▸ Document
·····
I think that depends a lot on the project. Projects that heavily use github tend to prefer a github pull request.

It makes it easy to comment on the diff and integrates with Travis CI (integration tool) and other tools.

It is easy to make multiple changes to the pull request before it is accepted so nothing about this system implies that pull request are always accepted without changes.


It's easy for the original author to make changes to the PR, but not easy for the maintainer or a third party to make changes. The micro-pedantry associated with spelling errors, tweaking commit messages, and trivial spacing/formatting issues can be more work for everyone when communicated through comments on PRs with the original author expected to apply and re-roll.


That's only partially true.

Pull requests on GitHub have to have an associated branch or fork in another repo. Even if you're not the original author, if you have access to it, you can do "git checkout" or "git clone", then you make the required changes and then on push the commits are automatically included in the pull request.

The only problem is that the maintainers do not have write access to the forked repositories of new or casual contributors. So if you're in a rush to change something, you have to fork that branch, make changes and then merge it, while ignoring the original pull request (although if you place the issue number in the commit messages you push, they'll get referenced on the associated page).
·····
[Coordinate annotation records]
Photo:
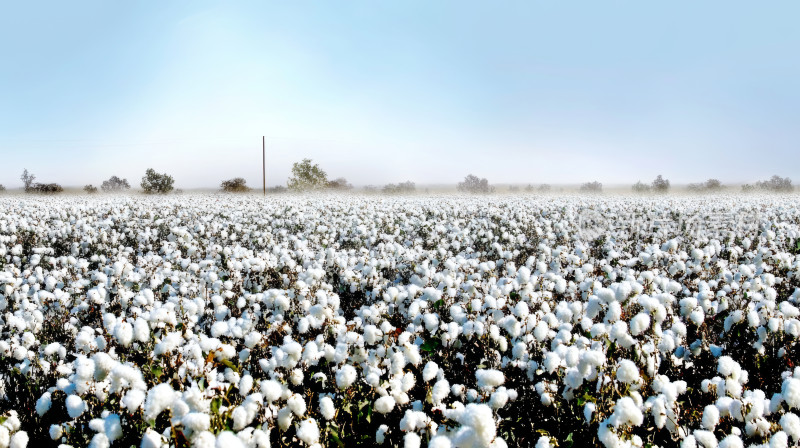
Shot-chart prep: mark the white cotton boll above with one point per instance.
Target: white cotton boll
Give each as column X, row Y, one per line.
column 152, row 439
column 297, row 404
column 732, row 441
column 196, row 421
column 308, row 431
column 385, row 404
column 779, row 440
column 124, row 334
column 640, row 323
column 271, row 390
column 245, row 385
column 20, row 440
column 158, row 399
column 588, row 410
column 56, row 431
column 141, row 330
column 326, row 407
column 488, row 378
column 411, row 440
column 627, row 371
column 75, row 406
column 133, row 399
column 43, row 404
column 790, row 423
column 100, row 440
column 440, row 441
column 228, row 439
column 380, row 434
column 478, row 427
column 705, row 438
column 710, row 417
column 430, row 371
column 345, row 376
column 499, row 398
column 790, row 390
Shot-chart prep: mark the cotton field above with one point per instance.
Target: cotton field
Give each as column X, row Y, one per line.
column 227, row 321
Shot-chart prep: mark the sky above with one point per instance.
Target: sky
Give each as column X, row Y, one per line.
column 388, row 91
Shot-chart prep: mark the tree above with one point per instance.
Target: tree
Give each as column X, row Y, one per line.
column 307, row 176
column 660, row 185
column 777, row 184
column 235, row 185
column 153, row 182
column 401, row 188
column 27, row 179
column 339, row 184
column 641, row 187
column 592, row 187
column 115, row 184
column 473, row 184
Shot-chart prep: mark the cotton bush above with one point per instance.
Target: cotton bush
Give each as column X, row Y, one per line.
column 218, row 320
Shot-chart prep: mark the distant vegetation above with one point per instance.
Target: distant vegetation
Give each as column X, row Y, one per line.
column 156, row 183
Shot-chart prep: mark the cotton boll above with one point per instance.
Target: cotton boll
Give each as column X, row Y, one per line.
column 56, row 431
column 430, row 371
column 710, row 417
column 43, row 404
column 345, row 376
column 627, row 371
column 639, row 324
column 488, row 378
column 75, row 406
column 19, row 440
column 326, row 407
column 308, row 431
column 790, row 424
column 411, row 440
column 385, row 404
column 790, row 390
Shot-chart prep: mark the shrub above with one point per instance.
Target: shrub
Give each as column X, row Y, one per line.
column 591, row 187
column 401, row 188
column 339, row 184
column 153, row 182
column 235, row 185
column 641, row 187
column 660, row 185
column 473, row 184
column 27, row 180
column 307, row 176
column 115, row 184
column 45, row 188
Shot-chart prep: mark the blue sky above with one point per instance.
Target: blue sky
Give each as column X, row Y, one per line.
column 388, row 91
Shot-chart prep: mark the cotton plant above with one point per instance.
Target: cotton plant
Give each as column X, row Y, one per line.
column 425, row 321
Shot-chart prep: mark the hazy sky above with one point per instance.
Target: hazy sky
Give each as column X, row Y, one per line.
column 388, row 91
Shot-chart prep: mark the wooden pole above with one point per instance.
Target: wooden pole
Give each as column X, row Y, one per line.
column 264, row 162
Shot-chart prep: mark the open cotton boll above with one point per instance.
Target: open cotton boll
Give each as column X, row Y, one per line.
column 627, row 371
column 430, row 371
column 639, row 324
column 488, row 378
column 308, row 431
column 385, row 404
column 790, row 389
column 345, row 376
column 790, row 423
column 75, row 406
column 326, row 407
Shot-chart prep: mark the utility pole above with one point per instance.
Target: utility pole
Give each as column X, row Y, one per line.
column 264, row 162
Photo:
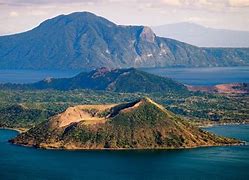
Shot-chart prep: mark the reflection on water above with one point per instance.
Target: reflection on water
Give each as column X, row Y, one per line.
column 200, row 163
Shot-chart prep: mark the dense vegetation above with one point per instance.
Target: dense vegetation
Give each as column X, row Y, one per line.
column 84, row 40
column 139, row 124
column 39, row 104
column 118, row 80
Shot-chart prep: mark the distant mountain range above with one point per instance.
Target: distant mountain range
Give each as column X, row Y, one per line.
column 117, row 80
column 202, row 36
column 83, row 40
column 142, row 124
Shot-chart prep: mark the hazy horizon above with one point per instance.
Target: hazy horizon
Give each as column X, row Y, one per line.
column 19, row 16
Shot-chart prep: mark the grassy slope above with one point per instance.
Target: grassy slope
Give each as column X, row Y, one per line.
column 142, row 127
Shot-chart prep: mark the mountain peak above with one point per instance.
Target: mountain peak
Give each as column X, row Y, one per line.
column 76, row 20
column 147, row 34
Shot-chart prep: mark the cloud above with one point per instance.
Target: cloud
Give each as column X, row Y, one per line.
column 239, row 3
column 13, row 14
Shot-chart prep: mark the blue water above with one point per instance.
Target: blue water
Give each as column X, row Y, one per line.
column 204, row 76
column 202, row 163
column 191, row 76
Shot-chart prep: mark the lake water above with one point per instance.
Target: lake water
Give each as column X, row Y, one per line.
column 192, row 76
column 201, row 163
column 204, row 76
·····
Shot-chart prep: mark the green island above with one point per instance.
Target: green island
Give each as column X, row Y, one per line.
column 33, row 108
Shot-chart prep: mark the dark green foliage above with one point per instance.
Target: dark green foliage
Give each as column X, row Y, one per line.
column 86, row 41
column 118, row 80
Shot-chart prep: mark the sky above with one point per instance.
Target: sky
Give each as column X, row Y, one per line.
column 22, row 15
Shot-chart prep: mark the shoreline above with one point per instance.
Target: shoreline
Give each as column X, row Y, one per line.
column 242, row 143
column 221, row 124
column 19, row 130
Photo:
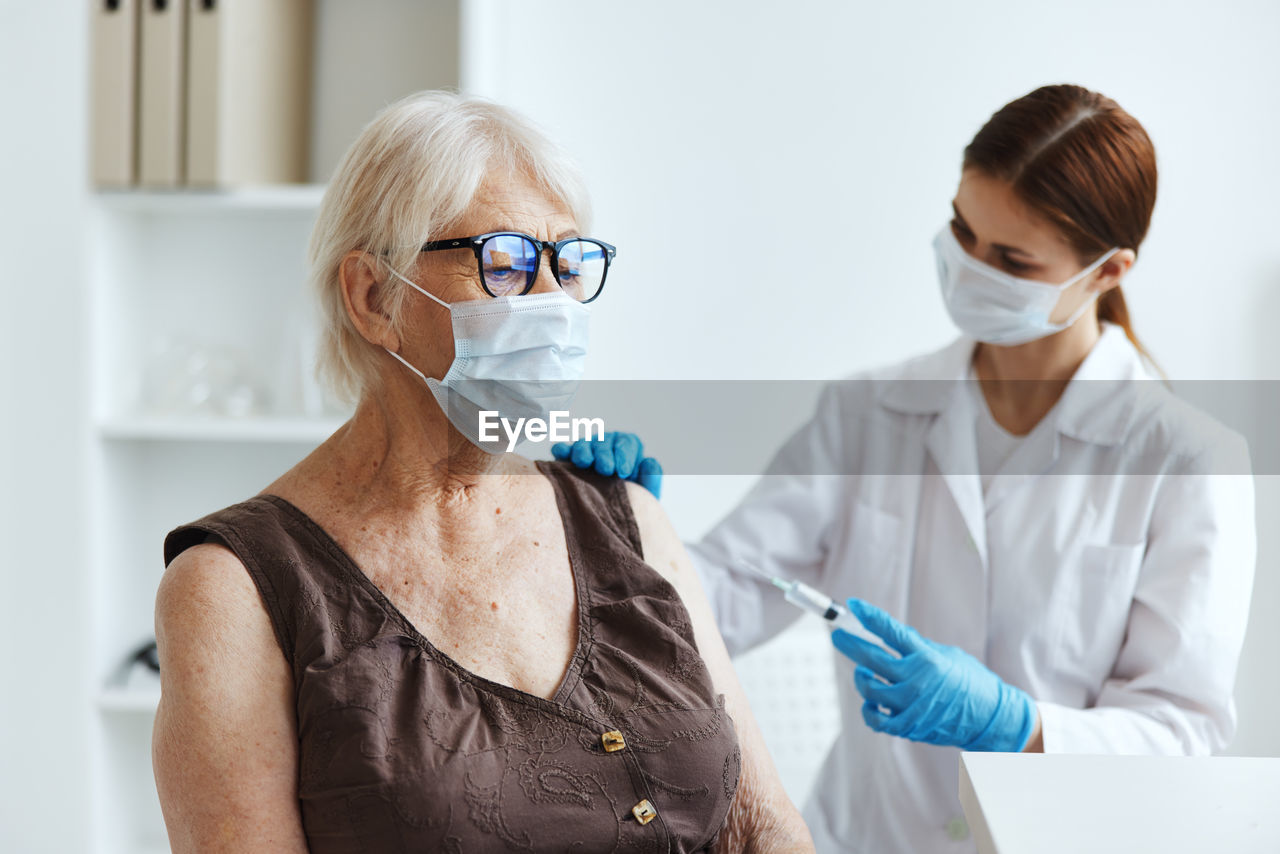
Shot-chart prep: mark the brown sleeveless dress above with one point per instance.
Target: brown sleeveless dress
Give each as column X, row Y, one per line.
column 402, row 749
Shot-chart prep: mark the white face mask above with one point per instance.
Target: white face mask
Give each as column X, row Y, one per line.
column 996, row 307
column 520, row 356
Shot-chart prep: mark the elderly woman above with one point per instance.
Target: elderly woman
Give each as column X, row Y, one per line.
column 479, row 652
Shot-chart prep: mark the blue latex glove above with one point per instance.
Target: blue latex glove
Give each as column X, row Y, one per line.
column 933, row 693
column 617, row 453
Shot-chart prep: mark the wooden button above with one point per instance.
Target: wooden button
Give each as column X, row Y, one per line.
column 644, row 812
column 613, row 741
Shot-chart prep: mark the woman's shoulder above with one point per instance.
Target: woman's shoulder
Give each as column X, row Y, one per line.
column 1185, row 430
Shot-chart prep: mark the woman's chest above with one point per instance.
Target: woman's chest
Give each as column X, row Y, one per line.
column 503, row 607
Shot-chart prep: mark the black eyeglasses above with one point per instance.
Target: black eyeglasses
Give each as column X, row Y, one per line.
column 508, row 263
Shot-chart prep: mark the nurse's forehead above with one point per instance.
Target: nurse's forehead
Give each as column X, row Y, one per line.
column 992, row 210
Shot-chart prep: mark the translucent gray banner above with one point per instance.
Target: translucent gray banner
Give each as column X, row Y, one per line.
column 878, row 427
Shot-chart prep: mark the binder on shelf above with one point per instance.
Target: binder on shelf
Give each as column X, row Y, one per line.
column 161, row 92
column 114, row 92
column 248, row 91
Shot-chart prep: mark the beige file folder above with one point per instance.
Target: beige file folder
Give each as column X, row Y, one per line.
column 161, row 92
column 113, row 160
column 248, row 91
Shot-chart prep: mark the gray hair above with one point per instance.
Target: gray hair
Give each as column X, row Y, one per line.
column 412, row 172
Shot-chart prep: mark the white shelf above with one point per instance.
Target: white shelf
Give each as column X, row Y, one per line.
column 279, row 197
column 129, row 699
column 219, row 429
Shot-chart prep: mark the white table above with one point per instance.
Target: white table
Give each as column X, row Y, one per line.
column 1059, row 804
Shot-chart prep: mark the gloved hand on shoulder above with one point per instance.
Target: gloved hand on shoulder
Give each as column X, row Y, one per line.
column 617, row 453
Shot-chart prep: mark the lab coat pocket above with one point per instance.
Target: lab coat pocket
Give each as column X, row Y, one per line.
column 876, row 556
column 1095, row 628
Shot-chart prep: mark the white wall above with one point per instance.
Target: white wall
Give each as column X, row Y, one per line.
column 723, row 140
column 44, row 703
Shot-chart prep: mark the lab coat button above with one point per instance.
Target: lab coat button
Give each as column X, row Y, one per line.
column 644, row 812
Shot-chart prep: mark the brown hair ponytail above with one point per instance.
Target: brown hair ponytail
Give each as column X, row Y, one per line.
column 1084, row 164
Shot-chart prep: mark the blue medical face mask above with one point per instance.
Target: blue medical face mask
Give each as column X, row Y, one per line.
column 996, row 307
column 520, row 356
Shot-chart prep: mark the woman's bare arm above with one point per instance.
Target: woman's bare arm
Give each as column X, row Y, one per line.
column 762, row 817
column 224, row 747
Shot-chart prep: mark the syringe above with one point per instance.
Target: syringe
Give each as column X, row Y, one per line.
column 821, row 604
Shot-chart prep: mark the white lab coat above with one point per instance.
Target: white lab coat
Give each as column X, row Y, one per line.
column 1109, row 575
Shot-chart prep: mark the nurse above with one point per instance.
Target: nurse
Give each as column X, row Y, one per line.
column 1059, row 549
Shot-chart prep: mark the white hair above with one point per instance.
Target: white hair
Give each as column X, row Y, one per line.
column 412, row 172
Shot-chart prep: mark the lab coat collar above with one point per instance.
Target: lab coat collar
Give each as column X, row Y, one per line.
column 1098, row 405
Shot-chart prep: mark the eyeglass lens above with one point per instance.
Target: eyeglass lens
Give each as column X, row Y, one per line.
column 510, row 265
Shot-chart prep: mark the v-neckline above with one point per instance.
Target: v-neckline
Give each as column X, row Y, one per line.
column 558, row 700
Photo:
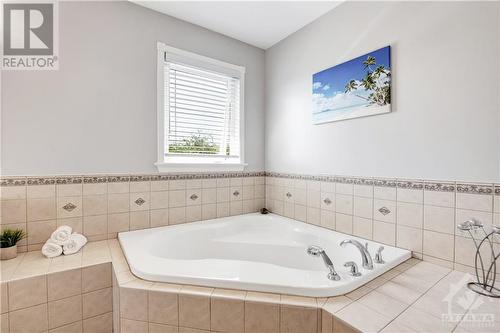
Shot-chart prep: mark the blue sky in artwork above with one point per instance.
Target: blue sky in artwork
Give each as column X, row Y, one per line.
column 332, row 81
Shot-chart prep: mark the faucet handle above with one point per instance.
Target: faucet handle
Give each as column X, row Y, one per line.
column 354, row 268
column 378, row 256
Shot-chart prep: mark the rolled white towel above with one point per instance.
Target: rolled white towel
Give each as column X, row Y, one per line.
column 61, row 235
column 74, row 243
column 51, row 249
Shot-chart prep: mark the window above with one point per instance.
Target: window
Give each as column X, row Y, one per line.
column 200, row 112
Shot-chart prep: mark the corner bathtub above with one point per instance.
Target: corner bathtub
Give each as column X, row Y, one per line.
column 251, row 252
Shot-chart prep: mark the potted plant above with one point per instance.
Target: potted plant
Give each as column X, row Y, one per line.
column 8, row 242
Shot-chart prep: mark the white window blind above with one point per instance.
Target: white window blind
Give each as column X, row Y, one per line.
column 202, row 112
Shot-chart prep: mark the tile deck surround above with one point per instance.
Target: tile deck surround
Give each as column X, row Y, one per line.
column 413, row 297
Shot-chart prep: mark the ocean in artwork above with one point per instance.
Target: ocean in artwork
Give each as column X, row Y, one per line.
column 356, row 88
·····
▸ List of tasks
- 1) Which items does the pull request discussion list as examples of micro-pedantry?
- 2) How would you render this sentence from the pull request discussion in Spanish: "Pull requests on GitHub have to have an associated branch or fork in another repo."

▸ Solved problems
- 1)
spelling errors
tweaking commit messages
trivial spacing/formatting issues

- 2) Los pull requests en GitHub tienen que tener una rama o un fork asociado en otro repositorio.